** BEGIN DATASET ENTRIES **
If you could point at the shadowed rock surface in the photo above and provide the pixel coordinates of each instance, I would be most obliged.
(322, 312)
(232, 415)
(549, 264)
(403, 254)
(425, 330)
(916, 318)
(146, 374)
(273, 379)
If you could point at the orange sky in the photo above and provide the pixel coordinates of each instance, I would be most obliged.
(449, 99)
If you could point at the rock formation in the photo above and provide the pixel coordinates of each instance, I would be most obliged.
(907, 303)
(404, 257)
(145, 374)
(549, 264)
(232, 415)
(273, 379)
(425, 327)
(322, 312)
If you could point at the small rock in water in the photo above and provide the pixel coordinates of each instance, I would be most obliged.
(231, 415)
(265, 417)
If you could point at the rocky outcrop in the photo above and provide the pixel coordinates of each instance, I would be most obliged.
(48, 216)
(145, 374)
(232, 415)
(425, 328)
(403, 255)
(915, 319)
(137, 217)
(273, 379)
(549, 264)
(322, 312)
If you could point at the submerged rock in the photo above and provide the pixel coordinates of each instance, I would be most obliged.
** END DATASET ENTRIES **
# REQUEST
Copy the lines above verbatim.

# RESPONSE TO THE EXERCISE
If you could point at the shadowed rock surface in the photo above and provide the pixel coordinates of each instance, I would be most obliged.
(322, 312)
(232, 415)
(549, 264)
(403, 254)
(425, 330)
(916, 318)
(146, 374)
(273, 379)
If you could point at the orange sky in the photo above and provide the pixel coordinates of each instance, I would be most obliged.
(449, 99)
If you could point at the rock formation in the photo above and provide the pixel coordinates of each instance, I would be most obliged.
(907, 303)
(404, 257)
(145, 374)
(549, 264)
(232, 415)
(273, 379)
(425, 327)
(322, 312)
If you could point at the small rock in water in the photo above and provide the pixel coordinates of each instance, I would be most obliged.
(231, 415)
(265, 417)
If you could point at the rocky outcrop in the photo above and provide the pixel coordinates of each instance, I would be most obliged.
(48, 216)
(145, 374)
(232, 415)
(425, 328)
(403, 255)
(915, 319)
(137, 217)
(273, 379)
(549, 264)
(322, 312)
If you could point at the submerged rock in the photo above and provide the pixel coordinates of each instance, I would be most obliged.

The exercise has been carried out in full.